#### [Set tasks]
1) List every book title named in the article on overlooked young adult books, with its authors as given.
2) Answer these questions from the article on overlooked young adult books, giving one answer per line:
(a) How many titles did the writer choose for Kirkus' Best YA of 2019 list?
(b) Who translated Wonderful Feels Like This?
(c) What region are the authors of The Things She's Seen from?
3) Pick up the article on overlooked young adult books after its last sentence and write the paragraph that follows.

Book lists are inevitable at this time of year and, like many readers, I find myself scanning them in search of titles I particularly enjoyed. There is a satisfying validation in seeing one’s favorites recommended, alongside indignation over the omissions. As someone who recently had to choose just 75 YA titles for Kirkus’ Best YA of 2019 list, I am intimately familiar with the pain of having to make difficult decisions, although this is balanced by the opportunity to boost books I believe are worthy of more recognition.

What creates buzz? What makes some titles shoot to the bestseller list while others that are just as deserving fly (relatively) under the radar? There are many factors—entrenched publishing norms and practices, individual circumstances, and elements of luck and timing. Whatever the reasons, every year there are many books I can scarcely believe aren’t getting more attention. In 2017, it was The Marrow Thieves by Cherie Dimaline (DCB) and Wonderful Feels Like This by Sara Lövestam, translated by Laura A. Wideburg (Flatiron Books). Last year, it was Out of the Blue by Sophie Cameron (Roaring Brook) and Buried Beneath the Baobab Tree by Adaobi Tricia Nwaubani and Viviana Mazza (Katherine Tegen/HarperCollins). This year, I am sharing four 2019 titles I loved and hope many more readers will discover.

The Things She’s Seen by Ambelin Kwaymullina and Ezekiel Kwaymullina (Knopf) is a powerful novel from Australia that crosses boundaries of genre and age in the most compelling and imaginative way. It should move the hearts of teen and adult readers alike, dealing as it does with the traumatic history of the abusive children’s homes that many indigenous young people were subjected to. This element is wrapped up in a present-day mystery being investigated by the grieving father of an Aboriginal girl who died in a car accident. She is worried about her dad, and her spirit stays around to help him with the case and keep him company. The sibling authors are Palyku from the Pilbara region of Western Australia, and their poetic, haunting text will leave an indelible imprint.

#### [Data excerpts]
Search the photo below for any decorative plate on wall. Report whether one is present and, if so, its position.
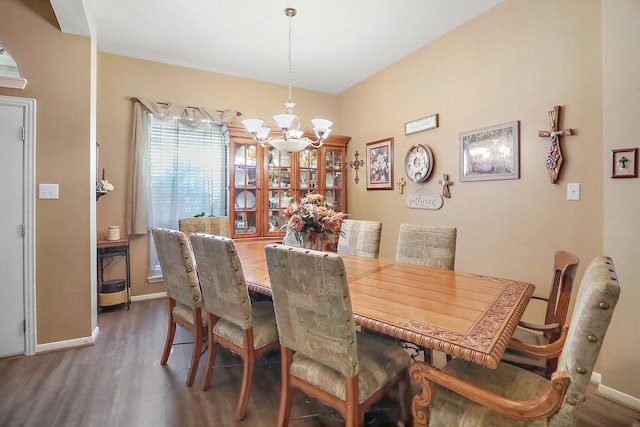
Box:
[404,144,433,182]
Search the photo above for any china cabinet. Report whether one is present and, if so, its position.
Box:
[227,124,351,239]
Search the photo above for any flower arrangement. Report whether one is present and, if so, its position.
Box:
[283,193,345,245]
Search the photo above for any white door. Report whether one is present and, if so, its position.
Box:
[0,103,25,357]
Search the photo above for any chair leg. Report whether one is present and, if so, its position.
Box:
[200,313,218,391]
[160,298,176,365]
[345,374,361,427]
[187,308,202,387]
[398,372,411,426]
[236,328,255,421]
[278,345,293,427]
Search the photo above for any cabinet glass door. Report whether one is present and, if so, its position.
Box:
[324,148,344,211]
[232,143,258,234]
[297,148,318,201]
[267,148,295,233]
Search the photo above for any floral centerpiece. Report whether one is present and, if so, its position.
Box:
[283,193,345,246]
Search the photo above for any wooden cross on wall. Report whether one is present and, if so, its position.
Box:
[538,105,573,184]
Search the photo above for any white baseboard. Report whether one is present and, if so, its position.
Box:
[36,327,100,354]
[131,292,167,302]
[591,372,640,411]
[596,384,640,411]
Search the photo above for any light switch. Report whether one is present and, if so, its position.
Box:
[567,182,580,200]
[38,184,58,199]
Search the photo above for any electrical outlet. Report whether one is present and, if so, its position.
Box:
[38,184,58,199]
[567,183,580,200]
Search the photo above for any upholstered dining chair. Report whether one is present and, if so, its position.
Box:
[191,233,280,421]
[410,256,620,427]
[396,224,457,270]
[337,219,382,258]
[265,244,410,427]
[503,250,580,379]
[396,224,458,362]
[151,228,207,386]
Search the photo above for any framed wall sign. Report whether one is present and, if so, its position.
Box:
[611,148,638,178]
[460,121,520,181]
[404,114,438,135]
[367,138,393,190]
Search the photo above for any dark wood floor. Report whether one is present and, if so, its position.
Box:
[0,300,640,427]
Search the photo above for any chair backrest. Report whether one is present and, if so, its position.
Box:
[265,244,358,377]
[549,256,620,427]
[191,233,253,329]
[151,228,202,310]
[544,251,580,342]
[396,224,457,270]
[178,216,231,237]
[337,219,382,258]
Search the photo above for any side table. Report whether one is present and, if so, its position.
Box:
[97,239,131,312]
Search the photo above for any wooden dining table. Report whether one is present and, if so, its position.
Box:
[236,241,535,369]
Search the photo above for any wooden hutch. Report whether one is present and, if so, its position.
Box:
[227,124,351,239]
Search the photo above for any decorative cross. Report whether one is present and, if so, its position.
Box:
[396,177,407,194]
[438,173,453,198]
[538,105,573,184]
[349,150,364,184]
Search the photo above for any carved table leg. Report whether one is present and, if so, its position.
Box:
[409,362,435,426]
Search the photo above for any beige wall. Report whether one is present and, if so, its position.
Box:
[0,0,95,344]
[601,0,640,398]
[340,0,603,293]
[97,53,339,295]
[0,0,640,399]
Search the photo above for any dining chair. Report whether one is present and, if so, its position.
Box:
* * *
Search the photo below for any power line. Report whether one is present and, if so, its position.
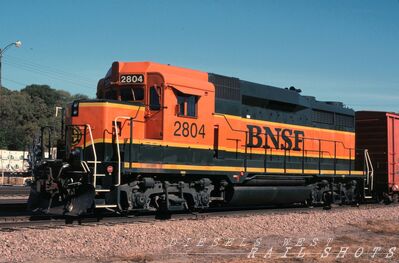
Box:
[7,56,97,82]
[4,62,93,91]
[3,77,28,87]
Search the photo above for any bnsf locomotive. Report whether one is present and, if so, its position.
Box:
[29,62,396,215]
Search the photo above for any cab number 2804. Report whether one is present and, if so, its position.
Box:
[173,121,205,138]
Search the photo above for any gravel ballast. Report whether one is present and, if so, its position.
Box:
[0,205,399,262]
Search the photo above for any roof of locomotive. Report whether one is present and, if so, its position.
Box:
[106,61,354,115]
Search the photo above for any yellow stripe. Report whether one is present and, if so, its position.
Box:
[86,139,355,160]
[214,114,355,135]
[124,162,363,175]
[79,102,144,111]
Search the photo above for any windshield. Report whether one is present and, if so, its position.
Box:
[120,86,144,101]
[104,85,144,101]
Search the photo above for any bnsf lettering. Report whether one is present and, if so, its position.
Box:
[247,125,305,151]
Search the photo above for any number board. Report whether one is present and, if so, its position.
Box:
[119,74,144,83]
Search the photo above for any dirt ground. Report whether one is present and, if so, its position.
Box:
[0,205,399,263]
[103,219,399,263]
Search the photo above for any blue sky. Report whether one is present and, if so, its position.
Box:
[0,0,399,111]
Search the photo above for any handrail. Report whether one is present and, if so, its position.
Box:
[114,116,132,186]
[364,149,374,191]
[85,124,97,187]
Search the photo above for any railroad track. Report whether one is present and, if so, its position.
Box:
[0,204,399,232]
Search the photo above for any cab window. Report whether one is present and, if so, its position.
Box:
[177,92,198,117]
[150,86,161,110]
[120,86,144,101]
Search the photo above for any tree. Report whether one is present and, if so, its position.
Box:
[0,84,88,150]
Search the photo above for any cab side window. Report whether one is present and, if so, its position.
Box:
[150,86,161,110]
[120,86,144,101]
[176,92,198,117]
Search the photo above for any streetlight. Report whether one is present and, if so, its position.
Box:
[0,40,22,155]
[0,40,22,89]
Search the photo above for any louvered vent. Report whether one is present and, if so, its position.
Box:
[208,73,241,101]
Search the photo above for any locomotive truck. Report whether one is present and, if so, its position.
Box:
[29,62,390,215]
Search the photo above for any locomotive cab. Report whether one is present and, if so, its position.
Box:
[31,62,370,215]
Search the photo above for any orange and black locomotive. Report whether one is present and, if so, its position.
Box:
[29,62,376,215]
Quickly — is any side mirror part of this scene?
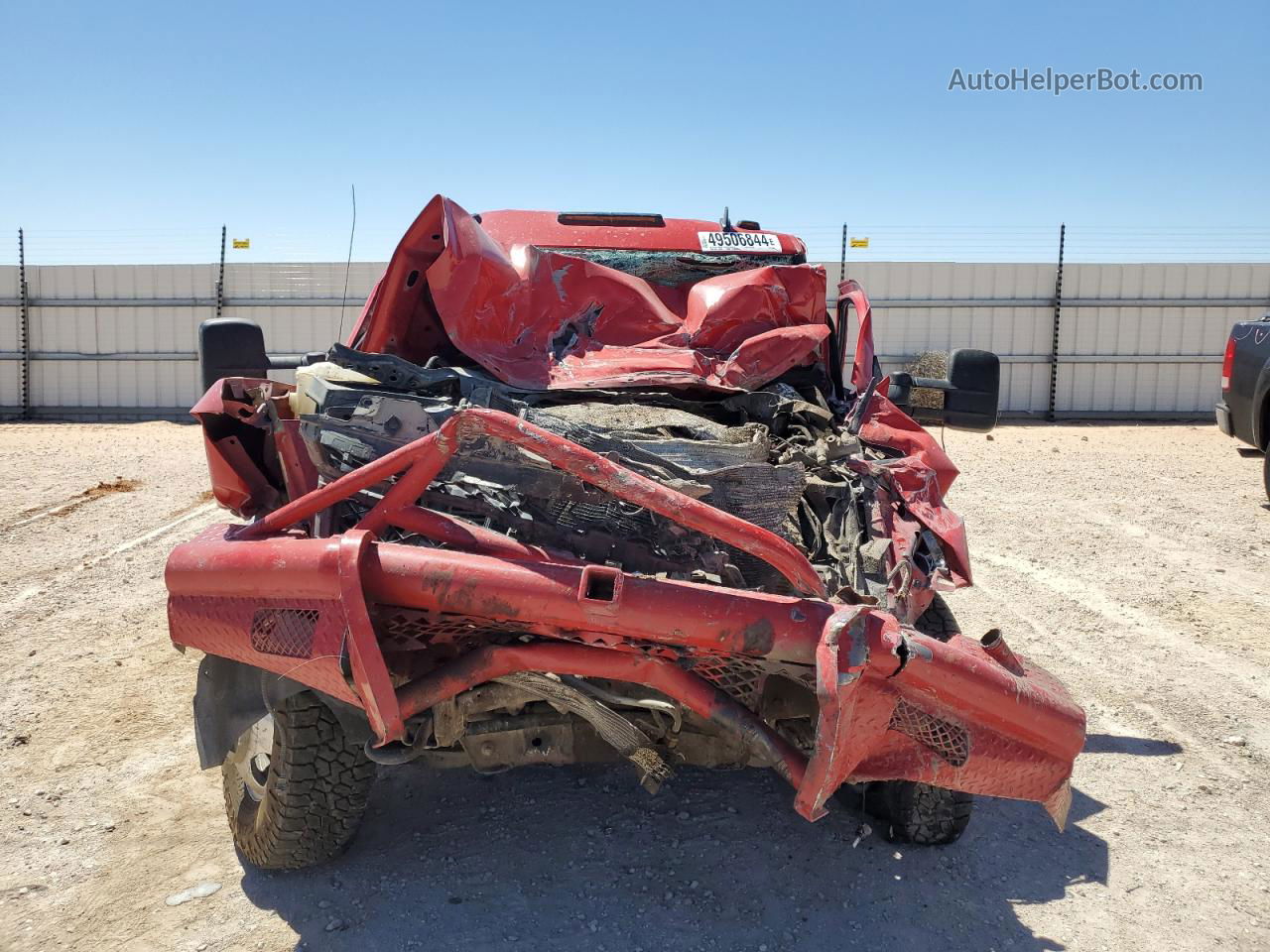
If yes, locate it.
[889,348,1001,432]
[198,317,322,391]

#### [The replies]
1)
- The Marrow Thieves by Cherie Dimaline
- Wonderful Feels Like This by Sara Lövestam, translated by Laura A. Wideburg
- Out of the Blue by Sophie Cameron
- Buried Beneath the Baobab Tree by Adaobi Tricia Nwaubani and Viviana Mazza
- The Things She's Seen by Ambelin Kwaymullina and Ezekiel Kwaymullina

2)
(a) 75
(b) Laura A. Wideburg
(c) The Pilbara region of Western Australia

3)
The troubled colonial history of eSwatini is brought to life in Malla Nunn’s gripping, probing novel When the Ground Is Hard (Putnam). Set in the mid 1960s, in what was then Swaziland, in a boarding school reserved for mixed-race students—the type of school the author herself attended—readers get to know young people from a variety of ethnic and socioeconomic backgrounds, the details of which dictate their social hierarchy and interactions. Internalized prejudices around skin color, hair texture, wealth, and other markers of status distort relationships between students as well as staff. When a developmentally disabled boy goes missing, two girls thrown together as roommates—a prickly and uneasy relationship, at first—uncover dark secrets as they search for him.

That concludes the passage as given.